**What is being asked**
Please print every record below exactly as it appears.

··· Supplied records ···

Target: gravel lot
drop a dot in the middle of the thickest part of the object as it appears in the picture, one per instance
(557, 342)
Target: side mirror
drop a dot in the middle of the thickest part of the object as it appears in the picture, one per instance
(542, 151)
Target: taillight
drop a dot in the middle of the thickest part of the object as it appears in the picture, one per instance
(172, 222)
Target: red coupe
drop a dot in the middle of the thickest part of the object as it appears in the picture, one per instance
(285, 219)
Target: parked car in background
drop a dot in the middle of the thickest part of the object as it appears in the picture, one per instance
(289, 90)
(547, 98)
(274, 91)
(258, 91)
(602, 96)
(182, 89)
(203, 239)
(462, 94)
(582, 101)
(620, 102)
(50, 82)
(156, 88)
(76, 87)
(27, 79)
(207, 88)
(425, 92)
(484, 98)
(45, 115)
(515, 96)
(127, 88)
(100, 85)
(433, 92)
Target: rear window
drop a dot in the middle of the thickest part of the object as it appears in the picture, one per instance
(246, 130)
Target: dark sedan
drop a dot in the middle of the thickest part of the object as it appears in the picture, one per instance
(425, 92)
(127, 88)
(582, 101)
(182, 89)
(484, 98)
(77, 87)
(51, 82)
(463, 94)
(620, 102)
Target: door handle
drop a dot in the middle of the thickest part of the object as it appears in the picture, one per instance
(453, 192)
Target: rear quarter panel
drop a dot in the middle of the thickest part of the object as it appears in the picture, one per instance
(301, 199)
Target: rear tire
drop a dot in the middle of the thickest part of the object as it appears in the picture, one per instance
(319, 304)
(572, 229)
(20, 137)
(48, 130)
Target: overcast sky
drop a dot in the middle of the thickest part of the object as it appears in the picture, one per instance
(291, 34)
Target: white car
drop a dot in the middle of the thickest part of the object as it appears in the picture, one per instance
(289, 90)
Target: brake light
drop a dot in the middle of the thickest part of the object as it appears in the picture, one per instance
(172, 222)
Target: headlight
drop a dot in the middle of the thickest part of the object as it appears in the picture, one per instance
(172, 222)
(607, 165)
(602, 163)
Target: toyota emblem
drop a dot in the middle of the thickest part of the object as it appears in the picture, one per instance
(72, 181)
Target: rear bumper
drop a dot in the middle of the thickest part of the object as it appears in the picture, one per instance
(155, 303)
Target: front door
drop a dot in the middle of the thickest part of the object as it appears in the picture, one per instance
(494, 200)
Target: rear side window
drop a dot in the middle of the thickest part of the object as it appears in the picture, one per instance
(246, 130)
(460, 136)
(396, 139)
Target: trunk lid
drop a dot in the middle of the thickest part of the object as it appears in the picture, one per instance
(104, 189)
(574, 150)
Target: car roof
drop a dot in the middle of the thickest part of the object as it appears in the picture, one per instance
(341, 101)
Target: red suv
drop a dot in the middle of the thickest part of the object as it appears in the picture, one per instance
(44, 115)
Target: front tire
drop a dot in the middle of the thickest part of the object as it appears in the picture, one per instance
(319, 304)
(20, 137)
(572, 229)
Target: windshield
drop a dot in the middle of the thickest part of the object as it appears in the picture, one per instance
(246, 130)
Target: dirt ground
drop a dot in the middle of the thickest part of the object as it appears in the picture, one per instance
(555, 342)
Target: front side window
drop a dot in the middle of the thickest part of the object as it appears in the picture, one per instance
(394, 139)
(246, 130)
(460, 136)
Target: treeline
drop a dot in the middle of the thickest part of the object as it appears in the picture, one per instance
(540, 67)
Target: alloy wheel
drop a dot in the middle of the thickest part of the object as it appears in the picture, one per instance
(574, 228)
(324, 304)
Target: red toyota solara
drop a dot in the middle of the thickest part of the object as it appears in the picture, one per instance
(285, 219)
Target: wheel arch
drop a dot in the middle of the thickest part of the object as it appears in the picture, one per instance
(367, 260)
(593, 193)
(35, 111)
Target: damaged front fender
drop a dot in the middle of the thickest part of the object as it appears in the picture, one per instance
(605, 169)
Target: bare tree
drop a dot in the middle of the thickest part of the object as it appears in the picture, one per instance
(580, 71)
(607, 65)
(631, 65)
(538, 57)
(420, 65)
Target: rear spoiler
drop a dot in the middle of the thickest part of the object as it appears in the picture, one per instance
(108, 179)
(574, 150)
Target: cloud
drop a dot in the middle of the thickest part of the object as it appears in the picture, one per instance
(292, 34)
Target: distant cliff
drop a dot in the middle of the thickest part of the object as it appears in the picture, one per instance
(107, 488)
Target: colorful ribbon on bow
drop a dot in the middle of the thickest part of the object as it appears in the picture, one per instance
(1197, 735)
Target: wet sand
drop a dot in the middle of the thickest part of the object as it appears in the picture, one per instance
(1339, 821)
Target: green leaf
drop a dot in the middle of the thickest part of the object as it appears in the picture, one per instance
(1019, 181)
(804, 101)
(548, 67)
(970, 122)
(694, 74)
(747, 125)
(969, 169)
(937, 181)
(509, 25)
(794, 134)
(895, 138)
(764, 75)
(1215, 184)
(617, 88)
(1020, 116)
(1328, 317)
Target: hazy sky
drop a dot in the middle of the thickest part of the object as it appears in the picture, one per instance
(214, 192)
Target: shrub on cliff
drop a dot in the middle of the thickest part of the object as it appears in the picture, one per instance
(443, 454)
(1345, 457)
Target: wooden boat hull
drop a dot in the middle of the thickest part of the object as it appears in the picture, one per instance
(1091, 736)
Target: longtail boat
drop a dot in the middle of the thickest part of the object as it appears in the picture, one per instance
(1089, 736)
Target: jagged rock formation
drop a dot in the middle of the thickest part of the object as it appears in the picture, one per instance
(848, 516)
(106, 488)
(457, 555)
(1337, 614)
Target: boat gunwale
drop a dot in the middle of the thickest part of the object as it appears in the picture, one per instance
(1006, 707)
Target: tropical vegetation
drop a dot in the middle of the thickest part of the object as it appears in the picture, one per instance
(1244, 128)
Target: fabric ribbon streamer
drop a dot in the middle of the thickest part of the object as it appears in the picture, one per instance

···

**Result for this task**
Target: gravel lot
drop a dot in the middle of the thickest part of the object as it appears in the picture, one per instance
(557, 342)
Target: side mirror
drop a dot in the middle of the thickest part of the object as it appears in the picture, one per instance
(542, 151)
Target: taillight
drop a dot in the middle of the thickest part of the object as it appears in the picture, one per instance
(172, 222)
Target: red coupe
drop a dot in the middle of the thickest part of the object as it appears in the picture, one per instance
(285, 219)
Target: parked car in background
drop a dot in the middle of the thickest part of the object as it appears in the picture, one per instance
(289, 90)
(547, 98)
(274, 91)
(258, 91)
(602, 96)
(182, 89)
(203, 239)
(462, 94)
(582, 101)
(620, 102)
(50, 82)
(156, 88)
(76, 87)
(27, 79)
(207, 88)
(425, 92)
(484, 98)
(45, 115)
(515, 96)
(127, 88)
(100, 85)
(433, 92)
Target: rear window
drop a dot in the middle of the thickest part of the object as it appears in the picture, one per instance
(246, 130)
Target: dark sedan
drop a dot in the middle of the thickest part of the object as it appears in the picture, one per instance
(425, 92)
(127, 88)
(582, 101)
(182, 89)
(484, 98)
(77, 87)
(51, 82)
(463, 94)
(620, 102)
Target: door handle
drop a dot in the middle of the thickest part of the object as it appears in the picture, one per instance
(453, 192)
Target: rear quarter panel
drop a dot in the middle of the thickest part of the object as it appears in the picture, one per instance
(301, 199)
Target: rear tire
drop a dot in the middle of the thickest part of the object as it appears in the picture, one per instance
(319, 304)
(572, 229)
(20, 137)
(48, 130)
Target: overcast sky
drop a dot in the middle of the thickest part of the object as it appears in the picture, one per instance
(291, 34)
Target: white car
drop a dot in the middle of the thickest part of the object as it appears in the picture, one per instance
(289, 90)
Target: brake light
drop a dot in the middle of the thickest part of the object as it appears in the picture, one per instance
(172, 222)
Target: headlight
drop a dot in the middle of the thickest part of the object as it appears in the picture, one per instance
(172, 222)
(607, 165)
(602, 163)
Target: toyota emblem
drop a dot in the middle of the thickest part of the object as it appears in the picture, one per instance
(72, 181)
Target: rear bumper
drop a dot in the middle of the thickest part of the object as it appears in the picture, one per instance
(155, 303)
Target: front door
drop a dot in the middle of the thickest part of the object as it appears in the picture, one per instance
(494, 200)
Target: rear side window
drop a dot in the middle of the thickest part of the object as it appears in the picture, one per instance
(246, 130)
(460, 136)
(396, 139)
Target: trunk lid
drop a dot in the middle of the thickest part of the object as it appears in the picture, one per instance
(104, 189)
(574, 150)
Target: car roof
drop a dot in the middle of the thickest part of the object as it appears in the picture, one per instance
(341, 101)
Target: red suv
drop a dot in the middle of the thickest part of the object as it appears in the picture, one per instance
(44, 115)
Target: front tire
drop a dot in the middle of the thickest part of the object as it appears in the picture, one per instance
(319, 304)
(20, 137)
(572, 229)
Target: windshield
drop a dot in the middle of the thickest part of the object as it appears in the picture, one per instance
(246, 130)
Target: dirt ground
drop a dot in the middle of the thickest part of the object as it appears in the picture, one per instance
(555, 342)
Target: front side window
drop a dot in the middle of the thickest part of the object as it appears in the picture, one per instance
(394, 139)
(246, 130)
(460, 136)
Target: treeline
drop a dot in the middle of the thickest part of the object as it appears in the picture, one per instance
(540, 67)
Target: alloy wheel
drop a dot in the middle of the thickest part of the object as it appears in the picture, one per instance
(574, 228)
(324, 304)
Target: red toyota solara
drop a dot in the middle of the thickest part of the object as it appears in the picture, one per instance
(285, 219)
Target: wheel arch
drop a dot in the middle of the thickest part of the object as it appears in the picture, one per instance
(367, 260)
(593, 193)
(35, 111)
Target: damaged front fender
drop a dot in the middle of the thickest part of the object as it appears in the picture, one per instance
(605, 169)
Target: bare tree
drop a dot in the middle of the thickest part of the object as it appears in the picture, one per instance
(580, 71)
(607, 65)
(631, 65)
(538, 57)
(420, 65)
Target: rear spoiler
drop a dot in the middle of the thickest part of the object as it appears in the picture, one per instance
(108, 179)
(574, 150)
Target: cloud
drop a dot in the middle of the thickest part of the object as it appears in the picture, one per instance
(292, 34)
Target: distant cliff
drop a dot in the middle of the thickest part of the object as it appears in the picture, one per instance
(107, 488)
Target: colorful ribbon on bow
drop a dot in the middle of the thickest part of the object as it appears in the picture, one per instance
(1197, 735)
Target: wet sand
drop a dot in the middle of the thickest part of the object as it appears in the picture, one per instance
(1339, 821)
Target: green leaf
drop a dot in the middle of the thickest part of the object as it appears in the picture, one per instance
(1019, 181)
(804, 101)
(548, 67)
(970, 122)
(694, 74)
(747, 125)
(969, 169)
(937, 181)
(509, 25)
(794, 134)
(895, 138)
(764, 75)
(1215, 184)
(617, 88)
(1020, 116)
(1328, 317)
Target: hazy sky
drop a dot in the middle of the thickest part of the object as it appears in the picture, one per instance
(214, 192)
Target: shrub on cliff
drop a dot in the middle of the thickest part of the object as it appears in the picture, one per instance
(443, 454)
(1345, 457)
Target: wooden boat hull
drop a dot in the middle of the thickest part of the object as it appears in the picture, one per instance
(1091, 736)
Target: longtail boat
drop a dot in the middle of the thickest part of the object as it appears in the picture, one per instance
(1089, 736)
Target: jagged rock formation
drop a dot in the middle of the thickest part of the object as it appears in the picture, one per instance
(848, 516)
(106, 488)
(457, 555)
(1337, 614)
Target: boat gunwale
drop a dot in the middle of the thickest part of the object as it appears in the picture, one per instance
(1006, 707)
Target: tropical vegetation
drop a dot in the middle of the thickest part of the object as it appears in the picture, one per instance
(1244, 128)
Target: fabric ribbon streamer
drop a dot in the middle of the thickest part of the object as it appears in the picture, one per instance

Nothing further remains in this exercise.